▶ **Task**:
Copy the records below, changing "single pin" to "single marker" everywhere it occurs and leaving everything else unchanged.

=====

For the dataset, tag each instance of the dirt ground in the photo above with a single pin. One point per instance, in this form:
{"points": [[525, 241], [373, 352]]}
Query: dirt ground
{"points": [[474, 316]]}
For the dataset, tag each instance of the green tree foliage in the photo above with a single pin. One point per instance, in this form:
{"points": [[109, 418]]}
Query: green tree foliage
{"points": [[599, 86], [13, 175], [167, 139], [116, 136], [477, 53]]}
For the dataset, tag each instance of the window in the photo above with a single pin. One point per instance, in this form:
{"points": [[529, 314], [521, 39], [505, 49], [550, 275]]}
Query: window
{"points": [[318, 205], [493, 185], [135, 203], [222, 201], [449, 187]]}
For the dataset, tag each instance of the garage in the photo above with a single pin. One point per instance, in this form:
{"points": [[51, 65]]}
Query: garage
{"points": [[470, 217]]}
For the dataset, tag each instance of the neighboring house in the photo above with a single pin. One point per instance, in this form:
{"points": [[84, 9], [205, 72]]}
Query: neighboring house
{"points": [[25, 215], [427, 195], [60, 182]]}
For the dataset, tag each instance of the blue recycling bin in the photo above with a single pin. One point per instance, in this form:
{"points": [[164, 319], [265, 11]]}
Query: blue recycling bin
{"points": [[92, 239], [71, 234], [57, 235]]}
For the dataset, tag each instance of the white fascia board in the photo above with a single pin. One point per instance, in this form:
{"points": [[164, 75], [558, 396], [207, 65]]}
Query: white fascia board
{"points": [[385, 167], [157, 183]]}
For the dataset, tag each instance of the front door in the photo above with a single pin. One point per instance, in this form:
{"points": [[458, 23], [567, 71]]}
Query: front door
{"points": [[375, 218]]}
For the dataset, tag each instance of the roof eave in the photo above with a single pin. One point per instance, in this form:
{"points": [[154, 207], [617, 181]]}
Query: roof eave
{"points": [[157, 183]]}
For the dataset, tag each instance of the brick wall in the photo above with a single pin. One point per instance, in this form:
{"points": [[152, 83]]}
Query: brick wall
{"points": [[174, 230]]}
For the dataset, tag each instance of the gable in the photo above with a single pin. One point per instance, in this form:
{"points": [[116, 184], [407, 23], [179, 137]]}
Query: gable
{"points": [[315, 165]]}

=====

▶ **Written solution**:
For the dataset, tag each instance of the dirt ground in the photo above with a single marker. One point per instance, in this form:
{"points": [[525, 241], [373, 352]]}
Query: dirt ground
{"points": [[474, 316]]}
For the dataset, tag each instance of the green tree foliage in the photo above with a single marker. One point per instance, in this form:
{"points": [[109, 418]]}
Query: green tree foliage
{"points": [[599, 86], [13, 175], [167, 139], [116, 136], [477, 53]]}
For the dataset, tag each instance of the window in the photo above with a single marker. One point per instance, in this form:
{"points": [[529, 314], [521, 39], [505, 49], [550, 275]]}
Query: window
{"points": [[318, 205], [493, 185], [135, 203], [222, 201], [449, 187]]}
For the dataset, tag each instance of the garage in the photo above with a single marker. One point per instance, in this form:
{"points": [[51, 65]]}
Query: garage
{"points": [[470, 217]]}
For the dataset, tag each instance of the neighboring house in the photo above with a single marker. One point per instance, in this form:
{"points": [[84, 9], [205, 72]]}
Query: neighboring house
{"points": [[25, 215], [427, 195], [60, 182]]}
For the dataset, tag each instance of the blue recycling bin in the photo above with a single marker. One point per instance, in this form:
{"points": [[164, 319], [265, 11]]}
Query: blue recycling bin
{"points": [[92, 239], [71, 234], [57, 235]]}
For the dataset, tag each instance of the white fascia board in the photo above with a single marker. One point per instance, in this form:
{"points": [[164, 75], [558, 396], [207, 65]]}
Query: white fascia board
{"points": [[385, 167], [157, 183]]}
For the dataset, tag each instance of the front door in the photo above with a single marker. One point per instance, in this form:
{"points": [[458, 23], [567, 71]]}
Query: front door
{"points": [[375, 218]]}
For the dataset, tag each instance of the roof eave in the photo above with a single marker. One point per instance, in this form:
{"points": [[154, 207], [617, 181]]}
Query: roof eave
{"points": [[157, 183]]}
For the dataset, tag each instance of the brick wall in the photo above with a single marker. One point per instance, in this form:
{"points": [[152, 83]]}
Query: brick wall
{"points": [[174, 230]]}
For the dataset, tag each instance of the gable in the photo above with a single marker. One point per instance, in this form:
{"points": [[116, 184], [407, 23], [179, 137]]}
Query: gable
{"points": [[315, 165]]}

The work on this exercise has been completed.